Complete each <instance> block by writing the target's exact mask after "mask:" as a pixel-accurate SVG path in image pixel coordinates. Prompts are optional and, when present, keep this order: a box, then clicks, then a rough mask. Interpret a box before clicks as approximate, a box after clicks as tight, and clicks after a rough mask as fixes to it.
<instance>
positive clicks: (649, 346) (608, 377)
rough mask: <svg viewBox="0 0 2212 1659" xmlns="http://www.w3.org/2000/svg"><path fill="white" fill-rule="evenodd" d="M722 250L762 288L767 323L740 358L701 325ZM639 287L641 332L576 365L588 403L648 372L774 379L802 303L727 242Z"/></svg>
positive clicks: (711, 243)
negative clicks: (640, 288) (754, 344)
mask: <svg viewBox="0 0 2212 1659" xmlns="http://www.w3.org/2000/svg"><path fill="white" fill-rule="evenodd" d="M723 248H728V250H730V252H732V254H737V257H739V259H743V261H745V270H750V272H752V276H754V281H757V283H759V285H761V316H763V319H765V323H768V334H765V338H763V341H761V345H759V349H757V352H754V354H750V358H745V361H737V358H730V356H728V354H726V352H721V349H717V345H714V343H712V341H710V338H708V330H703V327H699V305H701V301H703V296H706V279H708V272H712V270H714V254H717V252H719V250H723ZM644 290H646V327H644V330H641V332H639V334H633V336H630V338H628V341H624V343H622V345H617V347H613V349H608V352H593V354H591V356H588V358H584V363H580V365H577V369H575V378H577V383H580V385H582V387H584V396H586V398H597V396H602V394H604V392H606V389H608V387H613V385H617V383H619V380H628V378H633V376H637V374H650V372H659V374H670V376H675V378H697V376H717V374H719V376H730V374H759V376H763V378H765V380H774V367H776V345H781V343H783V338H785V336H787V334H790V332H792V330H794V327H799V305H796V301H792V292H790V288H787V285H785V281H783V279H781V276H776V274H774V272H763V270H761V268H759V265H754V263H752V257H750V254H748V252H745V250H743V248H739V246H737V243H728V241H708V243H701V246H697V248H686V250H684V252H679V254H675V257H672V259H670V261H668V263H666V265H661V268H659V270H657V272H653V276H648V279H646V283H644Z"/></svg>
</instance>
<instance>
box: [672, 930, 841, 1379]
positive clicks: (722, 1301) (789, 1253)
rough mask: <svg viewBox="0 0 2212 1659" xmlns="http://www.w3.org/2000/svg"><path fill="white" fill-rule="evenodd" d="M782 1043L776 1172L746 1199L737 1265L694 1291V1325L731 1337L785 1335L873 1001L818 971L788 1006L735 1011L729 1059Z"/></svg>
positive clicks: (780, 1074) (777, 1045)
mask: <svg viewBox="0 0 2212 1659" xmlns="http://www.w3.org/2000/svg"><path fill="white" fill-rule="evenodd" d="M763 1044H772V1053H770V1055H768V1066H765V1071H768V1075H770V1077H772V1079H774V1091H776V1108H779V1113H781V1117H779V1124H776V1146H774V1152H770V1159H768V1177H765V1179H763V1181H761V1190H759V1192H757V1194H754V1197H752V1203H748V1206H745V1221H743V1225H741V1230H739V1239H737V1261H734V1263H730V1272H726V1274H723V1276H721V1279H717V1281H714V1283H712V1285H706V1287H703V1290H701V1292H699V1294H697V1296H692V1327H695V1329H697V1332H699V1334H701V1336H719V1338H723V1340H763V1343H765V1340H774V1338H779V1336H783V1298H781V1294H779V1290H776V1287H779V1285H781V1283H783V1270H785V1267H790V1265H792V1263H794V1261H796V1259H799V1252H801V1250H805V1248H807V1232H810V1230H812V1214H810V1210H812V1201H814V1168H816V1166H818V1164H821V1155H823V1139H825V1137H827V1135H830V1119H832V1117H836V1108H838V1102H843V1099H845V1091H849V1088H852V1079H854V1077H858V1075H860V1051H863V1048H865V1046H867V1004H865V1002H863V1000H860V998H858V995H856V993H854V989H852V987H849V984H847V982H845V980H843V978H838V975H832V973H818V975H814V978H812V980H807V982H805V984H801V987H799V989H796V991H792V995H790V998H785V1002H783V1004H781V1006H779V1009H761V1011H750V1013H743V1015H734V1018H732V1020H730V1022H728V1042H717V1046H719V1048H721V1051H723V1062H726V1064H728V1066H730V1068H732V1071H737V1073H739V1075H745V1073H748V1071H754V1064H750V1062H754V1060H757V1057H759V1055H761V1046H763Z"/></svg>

What is needed:
Repeat every record above line for line, without changing a single character.

Solution for this task:
Complete each <instance> block by writing the target's exact mask after "mask:" as a pixel-accurate SVG path in image pixel coordinates. Prompts are optional and, when present, keep this order: a box, then clicks, then a rough mask. Interpret a box before clicks as approximate, a box after clicks as tight, and clicks after a rough mask as fixes to it.
<instance>
positive clicks: (649, 346) (608, 377)
rough mask: <svg viewBox="0 0 2212 1659" xmlns="http://www.w3.org/2000/svg"><path fill="white" fill-rule="evenodd" d="M722 250L762 288L767 323L740 358L701 325ZM639 287L641 332L576 365L588 403L648 372L774 379L802 303L727 242Z"/></svg>
positive clicks: (711, 243)
negative clicks: (640, 288) (754, 344)
mask: <svg viewBox="0 0 2212 1659" xmlns="http://www.w3.org/2000/svg"><path fill="white" fill-rule="evenodd" d="M723 248H728V250H730V252H732V254H737V257H739V259H743V261H745V270H750V272H752V276H754V281H757V283H759V285H761V316H763V319H765V323H768V334H765V338H763V341H761V345H759V349H757V352H754V354H750V358H745V361H737V358H730V356H728V354H726V352H721V349H717V345H714V343H712V341H710V338H708V330H703V327H699V305H701V301H703V296H706V279H708V272H712V270H714V254H717V252H719V250H723ZM644 290H646V327H644V330H641V332H639V334H633V336H630V338H628V341H624V343H622V345H617V347H613V349H608V352H593V354H591V356H588V358H584V363H580V365H577V369H575V378H577V383H580V385H582V387H584V396H586V398H597V396H602V394H604V392H606V389H608V387H613V385H617V383H619V380H628V378H633V376H637V374H650V372H659V374H670V376H675V378H697V376H717V374H719V376H730V374H759V376H763V378H765V380H774V367H776V345H781V343H783V338H785V336H787V334H790V332H792V330H794V327H799V305H796V301H792V292H790V288H787V285H785V281H783V279H781V276H776V274H774V272H763V270H761V268H759V265H754V263H752V257H750V254H748V252H745V250H743V248H739V246H737V243H728V241H708V243H701V246H697V248H686V250H684V252H679V254H675V257H672V259H670V261H668V263H666V265H661V268H659V270H657V272H653V276H648V279H646V283H644Z"/></svg>
</instance>
<instance>
box: [672, 930, 841, 1379]
positive clicks: (722, 1301) (789, 1253)
rough mask: <svg viewBox="0 0 2212 1659" xmlns="http://www.w3.org/2000/svg"><path fill="white" fill-rule="evenodd" d="M782 1043L776 1172L746 1199L737 1265L694 1291V1325L731 1337L785 1335L873 1001L818 971L788 1006L735 1011L729 1059Z"/></svg>
positive clicks: (780, 1074) (777, 1045)
mask: <svg viewBox="0 0 2212 1659" xmlns="http://www.w3.org/2000/svg"><path fill="white" fill-rule="evenodd" d="M763 1044H772V1053H770V1055H768V1066H765V1071H768V1075H770V1077H772V1079H774V1091H776V1108H779V1113H781V1117H779V1124H776V1146H774V1152H770V1159H768V1177H765V1179H763V1181H761V1190H759V1192H757V1194H754V1197H752V1203H748V1206H745V1221H743V1225H741V1230H739V1239H737V1261H734V1263H730V1272H726V1274H723V1276H721V1279H717V1281H714V1283H712V1285H706V1287H703V1290H701V1292H699V1294H697V1296H692V1327H695V1329H697V1332H699V1334H701V1336H719V1338H723V1340H763V1343H765V1340H774V1338H779V1336H783V1298H781V1294H779V1290H776V1287H779V1285H781V1283H783V1270H785V1267H790V1265H792V1263H794V1261H796V1259H799V1252H801V1250H805V1248H807V1232H810V1230H812V1214H810V1210H812V1201H814V1168H816V1166H818V1164H821V1155H823V1139H825V1137H827V1135H830V1119H832V1117H836V1108H838V1102H843V1099H845V1091H849V1088H852V1079H854V1077H858V1075H860V1051H863V1048H865V1046H867V1004H865V1002H863V1000H860V998H858V995H856V993H854V989H852V987H849V984H847V982H845V980H843V978H838V975H832V973H818V975H814V978H812V980H807V982H805V984H801V987H799V989H796V991H792V995H790V998H785V1002H783V1004H781V1006H779V1009H761V1011H750V1013H743V1015H734V1018H732V1020H730V1022H728V1042H717V1046H719V1048H721V1051H723V1062H726V1064H728V1066H730V1068H732V1071H737V1073H739V1075H745V1073H748V1071H754V1064H750V1062H754V1060H757V1057H759V1055H761V1046H763Z"/></svg>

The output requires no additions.